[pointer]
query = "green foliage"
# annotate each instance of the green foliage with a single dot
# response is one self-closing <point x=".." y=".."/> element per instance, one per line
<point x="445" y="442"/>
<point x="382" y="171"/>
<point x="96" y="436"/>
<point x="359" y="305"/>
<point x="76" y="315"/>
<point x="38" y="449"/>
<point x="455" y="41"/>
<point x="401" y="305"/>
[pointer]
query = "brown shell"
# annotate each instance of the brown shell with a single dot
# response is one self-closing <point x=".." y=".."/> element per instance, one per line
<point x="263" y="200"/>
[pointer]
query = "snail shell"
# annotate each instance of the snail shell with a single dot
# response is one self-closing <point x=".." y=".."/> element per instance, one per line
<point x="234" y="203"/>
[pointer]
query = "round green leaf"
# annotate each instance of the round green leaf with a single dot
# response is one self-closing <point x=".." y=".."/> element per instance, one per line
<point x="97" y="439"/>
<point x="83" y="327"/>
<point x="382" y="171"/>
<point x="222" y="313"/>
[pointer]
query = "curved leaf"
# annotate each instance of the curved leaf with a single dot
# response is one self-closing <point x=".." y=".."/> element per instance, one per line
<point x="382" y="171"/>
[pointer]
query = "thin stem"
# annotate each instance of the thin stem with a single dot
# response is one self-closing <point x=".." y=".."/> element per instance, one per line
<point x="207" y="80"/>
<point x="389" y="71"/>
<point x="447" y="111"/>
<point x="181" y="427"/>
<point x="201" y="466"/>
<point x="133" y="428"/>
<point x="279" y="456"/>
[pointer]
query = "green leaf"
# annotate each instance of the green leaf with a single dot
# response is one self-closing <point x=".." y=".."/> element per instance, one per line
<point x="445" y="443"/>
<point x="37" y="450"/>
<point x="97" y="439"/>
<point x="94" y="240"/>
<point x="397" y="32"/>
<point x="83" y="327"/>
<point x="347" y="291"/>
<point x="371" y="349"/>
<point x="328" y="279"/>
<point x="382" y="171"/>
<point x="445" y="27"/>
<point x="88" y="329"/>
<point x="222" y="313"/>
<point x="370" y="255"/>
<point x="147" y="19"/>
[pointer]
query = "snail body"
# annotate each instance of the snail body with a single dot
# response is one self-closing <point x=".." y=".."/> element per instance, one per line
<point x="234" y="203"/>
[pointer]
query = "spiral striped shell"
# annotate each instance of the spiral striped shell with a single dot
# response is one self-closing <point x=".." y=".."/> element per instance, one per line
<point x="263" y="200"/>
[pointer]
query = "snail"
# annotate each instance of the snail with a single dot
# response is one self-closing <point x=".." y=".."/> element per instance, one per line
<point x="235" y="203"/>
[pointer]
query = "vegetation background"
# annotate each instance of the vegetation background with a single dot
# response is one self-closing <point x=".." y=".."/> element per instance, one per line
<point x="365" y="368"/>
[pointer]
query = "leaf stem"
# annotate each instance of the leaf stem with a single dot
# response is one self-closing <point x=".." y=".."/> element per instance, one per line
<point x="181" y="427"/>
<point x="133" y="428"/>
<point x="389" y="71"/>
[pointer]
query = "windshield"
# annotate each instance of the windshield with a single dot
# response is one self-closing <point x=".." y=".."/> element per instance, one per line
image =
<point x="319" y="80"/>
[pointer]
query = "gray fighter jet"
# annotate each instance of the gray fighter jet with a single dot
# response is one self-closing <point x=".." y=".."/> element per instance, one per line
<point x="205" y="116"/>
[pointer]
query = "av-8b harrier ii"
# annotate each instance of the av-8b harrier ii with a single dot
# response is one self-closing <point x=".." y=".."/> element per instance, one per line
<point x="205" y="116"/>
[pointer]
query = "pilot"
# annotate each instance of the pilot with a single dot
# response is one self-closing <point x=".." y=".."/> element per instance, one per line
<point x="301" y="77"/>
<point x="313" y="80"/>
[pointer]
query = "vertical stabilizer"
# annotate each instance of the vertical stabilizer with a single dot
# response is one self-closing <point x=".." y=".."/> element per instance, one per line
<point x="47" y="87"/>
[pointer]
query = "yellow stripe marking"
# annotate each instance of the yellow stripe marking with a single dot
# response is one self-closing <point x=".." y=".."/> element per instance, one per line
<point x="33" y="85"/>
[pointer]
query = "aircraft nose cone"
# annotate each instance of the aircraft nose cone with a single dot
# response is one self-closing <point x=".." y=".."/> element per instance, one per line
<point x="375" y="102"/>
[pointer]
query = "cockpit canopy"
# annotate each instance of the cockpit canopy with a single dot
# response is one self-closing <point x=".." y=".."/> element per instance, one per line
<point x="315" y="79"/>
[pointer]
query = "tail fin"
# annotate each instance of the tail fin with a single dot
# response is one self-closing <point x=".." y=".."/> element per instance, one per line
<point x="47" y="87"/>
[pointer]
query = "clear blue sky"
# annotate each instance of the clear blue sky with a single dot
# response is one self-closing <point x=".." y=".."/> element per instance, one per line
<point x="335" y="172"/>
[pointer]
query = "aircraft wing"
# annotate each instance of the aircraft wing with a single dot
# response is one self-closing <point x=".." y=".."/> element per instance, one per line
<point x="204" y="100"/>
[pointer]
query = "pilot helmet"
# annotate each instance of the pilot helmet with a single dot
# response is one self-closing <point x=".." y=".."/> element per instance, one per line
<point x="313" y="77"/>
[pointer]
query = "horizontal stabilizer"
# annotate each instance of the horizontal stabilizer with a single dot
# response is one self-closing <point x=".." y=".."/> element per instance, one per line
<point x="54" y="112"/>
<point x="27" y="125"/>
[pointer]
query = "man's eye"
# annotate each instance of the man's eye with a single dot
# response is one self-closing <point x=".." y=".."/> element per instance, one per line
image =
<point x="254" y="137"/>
= = = = = = =
● Goal of the exercise
Every record here must be output exactly, word for word.

● Solution to this problem
[pointer]
query = "green foliage"
# annotate each instance of the green foliage with a single dot
# response is one self-closing <point x=".." y=".."/> element per instance, one per line
<point x="445" y="442"/>
<point x="382" y="171"/>
<point x="96" y="436"/>
<point x="359" y="305"/>
<point x="76" y="315"/>
<point x="38" y="449"/>
<point x="455" y="41"/>
<point x="401" y="305"/>
[pointer]
query = "brown shell"
# annotate each instance of the brown shell with a single dot
# response is one self-closing <point x=".." y=".."/> element per instance, one per line
<point x="263" y="200"/>
[pointer]
query = "snail shell"
# annotate each instance of the snail shell with a single dot
# response is one self-closing <point x=".." y=".."/> element per instance, one per line
<point x="234" y="203"/>
[pointer]
query = "round green leaf"
# annotate each instance of the round green leaf with a single dot
# response is one self-closing <point x=".." y=".."/> element per instance, one per line
<point x="97" y="439"/>
<point x="83" y="327"/>
<point x="382" y="171"/>
<point x="222" y="313"/>
[pointer]
query = "curved leaf"
# annotate each instance of the curved leaf with a single dot
# response is one self-closing <point x=".." y=".."/> element per instance, one per line
<point x="382" y="171"/>
[pointer]
query = "thin stem"
# annotate each instance of the thin stem with a single dot
# response is one self-closing <point x=".." y=".."/> element per instance, one per line
<point x="207" y="80"/>
<point x="389" y="71"/>
<point x="447" y="111"/>
<point x="181" y="427"/>
<point x="201" y="466"/>
<point x="133" y="428"/>
<point x="279" y="456"/>
[pointer]
query = "green leaf"
# annotate each instance of the green leaf with a single dot
# response is one self-closing <point x=".." y=".."/> element per instance, one per line
<point x="445" y="443"/>
<point x="37" y="450"/>
<point x="97" y="439"/>
<point x="94" y="240"/>
<point x="397" y="32"/>
<point x="83" y="327"/>
<point x="347" y="291"/>
<point x="371" y="349"/>
<point x="328" y="279"/>
<point x="382" y="171"/>
<point x="445" y="27"/>
<point x="88" y="329"/>
<point x="222" y="313"/>
<point x="370" y="255"/>
<point x="147" y="19"/>
[pointer]
query = "snail body"
# annotate each instance of the snail body with a single dot
# response is one self-closing <point x=".." y=".."/> element per instance, one per line
<point x="234" y="203"/>
[pointer]
query = "spiral striped shell"
# annotate each instance of the spiral striped shell with a single dot
# response is one self-closing <point x=".." y=".."/> element per instance, one per line
<point x="263" y="200"/>
[pointer]
query = "snail"
# annotate each instance of the snail with a single dot
# response is one self-closing <point x=".." y=".."/> element per instance, one per line
<point x="235" y="203"/>
[pointer]
query = "vegetation background"
# annotate each instance of the vegetation background with a single dot
# response is one self-closing <point x=".." y=".."/> element per instance, one per line
<point x="365" y="368"/>
[pointer]
query = "leaf stem"
# annotate each instance of the leaf stem with a single dot
# response is one self-closing <point x=".." y=".."/> element per instance, one per line
<point x="181" y="427"/>
<point x="133" y="428"/>
<point x="389" y="71"/>
[pointer]
query = "windshield"
# annotate each instance of the windshield with a single dot
# response is one self-closing <point x=".." y=".."/> element per instance, one per line
image =
<point x="319" y="80"/>
[pointer]
query = "gray fighter jet"
# annotate each instance of the gray fighter jet with a single dot
# response is one self-closing <point x=".." y=".."/> element per instance, one per line
<point x="205" y="116"/>
[pointer]
query = "av-8b harrier ii"
# annotate each instance of the av-8b harrier ii with a single dot
# response is one self-closing <point x=".." y=".."/> element per instance, one per line
<point x="205" y="116"/>
[pointer]
query = "pilot"
# annotate each instance of the pilot with a single dot
# response is one self-closing <point x=".." y=".."/> element per instance, one per line
<point x="301" y="77"/>
<point x="313" y="80"/>
[pointer]
query = "vertical stabilizer"
# annotate each instance of the vertical stabilizer with a single dot
# response is one self-closing <point x=".." y=".."/> element per instance, one per line
<point x="47" y="87"/>
[pointer]
query = "yellow stripe marking"
# annotate each instance of the yellow stripe marking with a single dot
# response is one self-closing <point x=".." y=".."/> element per instance, one per line
<point x="33" y="85"/>
[pointer]
query = "aircraft nose cone"
# annotate each instance of the aircraft nose cone with a single dot
# response is one self-closing <point x=".." y=".."/> element per instance, one per line
<point x="375" y="102"/>
[pointer]
query = "cockpit canopy"
# annotate each instance of the cockpit canopy with a single dot
# response is one self-closing <point x=".." y=".."/> element per instance, one per line
<point x="315" y="79"/>
[pointer]
query = "tail fin"
# annotate each instance of the tail fin with a single dot
# response is one self-closing <point x=".." y=".."/> element per instance, one per line
<point x="47" y="87"/>
[pointer]
query = "clear blue sky"
# annotate each instance of the clear blue sky with a single dot
# response is one self-closing <point x=".." y=".."/> element per instance, one per line
<point x="335" y="172"/>
[pointer]
query = "aircraft wing"
# annotate each instance of the aircraft wing with a single dot
# response is one self-closing <point x=".." y=".."/> element per instance, one per line
<point x="204" y="100"/>
[pointer]
query = "pilot helmet"
# annotate each instance of the pilot helmet with a single dot
# response is one self-closing <point x=".." y=".."/> element per instance, one per line
<point x="313" y="77"/>
[pointer]
query = "horizontal stabilizer"
# annotate each instance of the horizontal stabilizer with a single dot
# response is one self-closing <point x=".." y=".."/> element per instance, one per line
<point x="54" y="112"/>
<point x="27" y="125"/>
[pointer]
query = "man's eye"
# annotate each instance of the man's eye with a single dot
# response is one self-closing <point x=".." y=".."/> element per instance, one per line
image =
<point x="254" y="137"/>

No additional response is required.